It has been the Fall week for commemorative news from the US Mint. On Monday it added the Lincoln Coin & Chronicles Set to its online store in preparation for an Oct. 15 debut, and it just announced next week’s release of the United States Mint Braille Education Set.
The set includes an uncirculated Louis Braille Bicentennial Silver Dollar with special packaging that has genuine Braille text — a first time event for the US Mint, much like the silver dollar is the first ever coin with readable Braille.
The set will be issued Thursday, Oct 8, at noon Eastern Time for a price of $44.95. Sales are limited to a maximum of 25,000 and a further order limit of one (1) per household will be enforced.
These limits invite the question, will the education set sell out? The previously mentioned Lincoln Chronicles Set has a 50,000 max limit. Many expect those will fall to collector demand on the first day of issue. There is supportive reasoning. Lincoln silver dollars sold out earlier in the year to the tune of 325,00 proof and 125,000 uncirculated. That happened in just over six weeks. 50,000 actually had to be held in reserve for the chronicles set.
The story is different for the Louis Braille Silver dollars, which commemorate the 200th anniversary of the his birth. They are still available and have been since March 26, 2009. The latest US Mint sales figures (as of 9/27) show 122,661 proof and 65,716 uncirculated have been purchased by collectors. While very respectable, they are dull compared to the Lincolns.

========

Problem details :: Copy out the US Mint article word for word, from start to finish. Rely on nothing but the US Mint article.

Rows ::
========

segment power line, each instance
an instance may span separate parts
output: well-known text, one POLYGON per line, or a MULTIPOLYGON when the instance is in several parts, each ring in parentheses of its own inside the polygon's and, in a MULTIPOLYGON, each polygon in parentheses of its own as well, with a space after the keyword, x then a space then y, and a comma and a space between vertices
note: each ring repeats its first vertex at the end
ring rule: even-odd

========

Problem solution ::
It has been the Fall week for commemorative news from the US Mint. On Monday it added the Lincoln Coin & Chronicles Set to its online store in preparation for an Oct. 15 debut, and it just announced next week’s release of the United States Mint Braille Education Set.
The set includes an uncirculated Louis Braille Bicentennial Silver Dollar with special packaging that has genuine Braille text — a first time event for the US Mint, much like the silver dollar is the first ever coin with readable Braille.
The set will be issued Thursday, Oct 8, at noon Eastern Time for a price of $44.95. Sales are limited to a maximum of 25,000 and a further order limit of one (1) per household will be enforced.
These limits invite the question, will the education set sell out? The previously mentioned Lincoln Chronicles Set has a 50,000 max limit. Many expect those will fall to collector demand on the first day of issue. There is supportive reasoning. Lincoln silver dollars sold out earlier in the year to the tune of 325,00 proof and 125,000 uncirculated. That happened in just over six weeks. 50,000 actually had to be held in reserve for the chronicles set.
The story is different for the Louis Braille Silver dollars, which commemorate the 200th anniversary of the his birth. They are still available and have been since March 26, 2009. The latest US Mint sales figures (as of 9/27) show 122,661 proof and 65,716 uncirculated have been purchased by collectors. While very respectable, they are dull compared to the Lincolns.